Manchmal eine Art heitere Melancholie. Und immer wieder die Suche nach Identität: wer oder was sind wir? Warum sind wir, was wir sind? Was treibt einen Menschen an? (Typisch hierfür etwa: „We are driven”.)

Viele Songs gibt es auch wiederzuentdecken. Manches (nicht viel!) war fast in Vergessenheit geraten, manche neuere Veröffentlichung vielleicht nicht mit der gebührenden Aufmerksamkeit entdeckt worden.

Jede der sieben CDs mit umfangreicher Spielzeit (die erste zum Beispiel 1 Stunde und 8 Minuten) wäre eine eigene Besprechung wert. Im Folgenden aber nur ein paar Anmerkungen zu den einzelnen Discs.

CD 1: „What if I forgot my guitar?”

Aufgabe> Schreibe die Besprechung der sieben CDs im Anschluss an die Überschrift zu CD 1 weiter.

Bereitgestellte Zeilen>
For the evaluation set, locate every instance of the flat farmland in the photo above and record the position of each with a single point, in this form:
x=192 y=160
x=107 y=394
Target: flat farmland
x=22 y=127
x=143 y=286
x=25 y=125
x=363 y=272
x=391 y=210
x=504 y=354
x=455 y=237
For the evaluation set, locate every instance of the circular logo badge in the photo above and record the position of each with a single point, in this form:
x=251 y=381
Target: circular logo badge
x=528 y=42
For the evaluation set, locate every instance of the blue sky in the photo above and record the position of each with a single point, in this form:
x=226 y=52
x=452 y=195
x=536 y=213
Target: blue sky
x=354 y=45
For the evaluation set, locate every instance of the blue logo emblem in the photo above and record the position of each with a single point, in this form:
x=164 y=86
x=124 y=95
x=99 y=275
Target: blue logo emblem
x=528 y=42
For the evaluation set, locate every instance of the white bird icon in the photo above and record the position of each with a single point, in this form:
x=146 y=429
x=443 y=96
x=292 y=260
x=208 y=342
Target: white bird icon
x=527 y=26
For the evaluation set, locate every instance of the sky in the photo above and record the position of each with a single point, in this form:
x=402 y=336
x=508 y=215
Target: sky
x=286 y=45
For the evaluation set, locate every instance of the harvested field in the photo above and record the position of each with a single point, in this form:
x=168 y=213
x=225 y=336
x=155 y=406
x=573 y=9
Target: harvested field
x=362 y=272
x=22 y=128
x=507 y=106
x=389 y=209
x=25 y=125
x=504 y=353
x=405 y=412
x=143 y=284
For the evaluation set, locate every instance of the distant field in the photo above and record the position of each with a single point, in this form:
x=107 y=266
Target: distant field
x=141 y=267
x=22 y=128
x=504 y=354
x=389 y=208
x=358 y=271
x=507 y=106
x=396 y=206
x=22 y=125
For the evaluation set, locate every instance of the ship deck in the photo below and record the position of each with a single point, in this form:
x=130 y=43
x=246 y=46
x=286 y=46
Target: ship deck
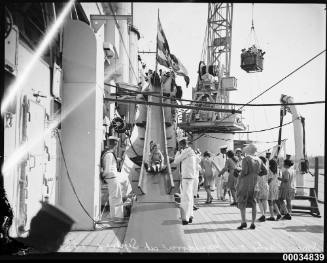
x=214 y=230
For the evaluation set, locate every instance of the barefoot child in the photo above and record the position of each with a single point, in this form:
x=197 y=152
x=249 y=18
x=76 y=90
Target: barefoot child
x=286 y=191
x=273 y=190
x=155 y=159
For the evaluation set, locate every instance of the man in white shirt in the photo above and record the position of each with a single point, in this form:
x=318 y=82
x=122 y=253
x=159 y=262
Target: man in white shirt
x=187 y=157
x=220 y=160
x=111 y=176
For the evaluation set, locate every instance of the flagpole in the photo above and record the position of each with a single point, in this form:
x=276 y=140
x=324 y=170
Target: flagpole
x=157 y=43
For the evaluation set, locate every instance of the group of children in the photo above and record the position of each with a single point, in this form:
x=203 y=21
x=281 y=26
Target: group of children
x=271 y=189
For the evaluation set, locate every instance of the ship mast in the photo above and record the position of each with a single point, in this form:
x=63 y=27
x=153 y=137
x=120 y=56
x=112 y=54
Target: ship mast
x=214 y=83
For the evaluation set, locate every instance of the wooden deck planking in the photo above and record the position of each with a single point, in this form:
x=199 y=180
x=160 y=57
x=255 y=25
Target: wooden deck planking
x=210 y=241
x=220 y=240
x=118 y=240
x=214 y=230
x=106 y=243
x=86 y=244
x=197 y=240
x=269 y=236
x=72 y=240
x=226 y=226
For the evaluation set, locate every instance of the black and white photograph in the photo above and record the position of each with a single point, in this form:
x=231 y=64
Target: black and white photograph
x=173 y=128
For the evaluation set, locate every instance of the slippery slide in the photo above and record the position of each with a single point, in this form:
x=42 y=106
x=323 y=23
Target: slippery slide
x=155 y=224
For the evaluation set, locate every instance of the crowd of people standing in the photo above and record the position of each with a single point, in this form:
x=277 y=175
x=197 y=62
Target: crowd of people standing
x=249 y=180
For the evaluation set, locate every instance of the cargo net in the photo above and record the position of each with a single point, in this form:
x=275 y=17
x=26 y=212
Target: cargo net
x=252 y=58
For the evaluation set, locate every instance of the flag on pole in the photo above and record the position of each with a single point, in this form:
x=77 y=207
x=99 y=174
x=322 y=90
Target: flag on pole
x=163 y=53
x=179 y=68
x=165 y=58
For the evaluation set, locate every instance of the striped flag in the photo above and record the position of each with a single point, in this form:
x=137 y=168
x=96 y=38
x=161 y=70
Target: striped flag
x=163 y=53
x=179 y=68
x=166 y=59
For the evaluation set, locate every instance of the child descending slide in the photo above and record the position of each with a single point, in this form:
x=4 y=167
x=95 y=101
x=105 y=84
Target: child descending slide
x=155 y=159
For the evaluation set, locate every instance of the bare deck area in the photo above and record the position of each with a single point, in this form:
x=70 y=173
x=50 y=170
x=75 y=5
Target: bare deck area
x=214 y=230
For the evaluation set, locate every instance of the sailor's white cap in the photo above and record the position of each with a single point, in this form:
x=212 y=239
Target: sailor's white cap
x=113 y=138
x=238 y=150
x=182 y=138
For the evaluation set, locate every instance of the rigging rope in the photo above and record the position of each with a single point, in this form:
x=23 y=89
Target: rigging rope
x=130 y=92
x=121 y=38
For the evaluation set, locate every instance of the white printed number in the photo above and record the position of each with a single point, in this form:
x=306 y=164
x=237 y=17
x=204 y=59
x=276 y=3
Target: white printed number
x=303 y=257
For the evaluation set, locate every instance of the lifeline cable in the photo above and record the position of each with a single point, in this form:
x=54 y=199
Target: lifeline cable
x=274 y=85
x=130 y=92
x=70 y=180
x=121 y=37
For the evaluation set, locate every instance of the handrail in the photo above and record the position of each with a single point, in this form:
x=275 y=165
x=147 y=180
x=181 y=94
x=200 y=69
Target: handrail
x=170 y=178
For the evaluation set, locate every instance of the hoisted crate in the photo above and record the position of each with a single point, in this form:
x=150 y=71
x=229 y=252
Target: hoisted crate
x=252 y=59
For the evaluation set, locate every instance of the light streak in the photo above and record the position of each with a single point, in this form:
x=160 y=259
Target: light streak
x=16 y=86
x=20 y=153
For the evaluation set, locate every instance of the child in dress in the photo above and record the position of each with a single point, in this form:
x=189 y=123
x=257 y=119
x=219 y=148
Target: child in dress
x=225 y=187
x=155 y=159
x=207 y=165
x=263 y=188
x=285 y=190
x=273 y=190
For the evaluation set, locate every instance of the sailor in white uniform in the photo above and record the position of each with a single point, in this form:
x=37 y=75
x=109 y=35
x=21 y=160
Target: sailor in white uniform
x=111 y=176
x=187 y=158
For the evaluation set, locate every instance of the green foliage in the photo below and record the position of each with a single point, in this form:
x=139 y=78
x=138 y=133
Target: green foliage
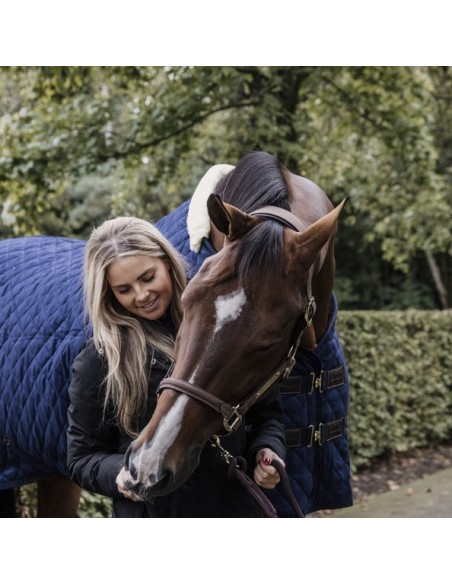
x=91 y=505
x=142 y=137
x=400 y=366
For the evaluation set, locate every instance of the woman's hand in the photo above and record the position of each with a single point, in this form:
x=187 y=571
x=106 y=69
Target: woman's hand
x=266 y=475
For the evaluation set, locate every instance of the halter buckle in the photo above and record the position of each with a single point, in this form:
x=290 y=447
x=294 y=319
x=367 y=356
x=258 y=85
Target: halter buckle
x=310 y=311
x=236 y=421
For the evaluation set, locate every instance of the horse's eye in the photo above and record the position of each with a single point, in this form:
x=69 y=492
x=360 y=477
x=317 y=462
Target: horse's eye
x=267 y=346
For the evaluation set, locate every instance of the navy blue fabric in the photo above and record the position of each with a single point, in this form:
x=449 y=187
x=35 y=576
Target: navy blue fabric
x=41 y=332
x=319 y=475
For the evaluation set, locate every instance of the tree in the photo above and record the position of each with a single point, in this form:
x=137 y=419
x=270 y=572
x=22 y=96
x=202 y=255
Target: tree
x=370 y=133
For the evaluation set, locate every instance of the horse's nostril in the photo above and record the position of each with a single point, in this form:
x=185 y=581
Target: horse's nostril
x=133 y=470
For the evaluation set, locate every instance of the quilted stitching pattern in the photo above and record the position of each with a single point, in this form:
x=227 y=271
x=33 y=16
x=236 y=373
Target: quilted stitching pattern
x=41 y=331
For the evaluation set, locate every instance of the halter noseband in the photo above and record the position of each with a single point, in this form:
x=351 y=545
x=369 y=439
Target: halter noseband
x=233 y=415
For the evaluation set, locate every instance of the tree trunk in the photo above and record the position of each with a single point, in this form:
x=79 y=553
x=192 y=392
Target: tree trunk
x=439 y=285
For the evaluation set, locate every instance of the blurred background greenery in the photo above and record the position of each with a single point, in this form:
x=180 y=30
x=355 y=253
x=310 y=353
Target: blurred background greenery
x=80 y=144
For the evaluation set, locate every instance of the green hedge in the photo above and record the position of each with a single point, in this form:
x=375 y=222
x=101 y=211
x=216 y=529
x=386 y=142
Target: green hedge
x=400 y=367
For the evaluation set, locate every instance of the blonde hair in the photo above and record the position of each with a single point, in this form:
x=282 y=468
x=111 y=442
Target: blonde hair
x=123 y=338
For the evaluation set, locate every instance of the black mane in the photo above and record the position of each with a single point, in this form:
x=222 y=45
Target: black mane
x=257 y=181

Ergebnis der Aufgabe>
Die schönste CD der Box. Peter Hammill überzeugt solo am Piano, bei diesem Album am Flügel, für mich immer noch am meisten. Diese CD enthält zum einen einige neuere Songs, vor allem von „Singularity” (2006) und „Thin Air” (2009). Dabei ist mir aufgefallen, dass Stücke wie das anrührende „Undone” von „Thin Air” solo viel besser zur Geltung kommen. Diese schöne, melancholische Melodie und der sanfte Gesang... erinnern an „House with no Door”.

Wie wunderschön dieses „Undone” ist, war mir bislang gar nicht aufgefallen, denn leider sind nach meiner Meinung die letzten Studio-Alben von Peter Hammill und Van der Graaf Generator überarrangiert. Zu viel „Post-Processing”, zu viel Mischen, zu viel Abschleifen von rauen Kanten. Zu viele Gesangsspuren und Multi-Tracking für die Instrumente. Gerade Peters außergewöhnliche Stimme geht darin manchmal etwas unter.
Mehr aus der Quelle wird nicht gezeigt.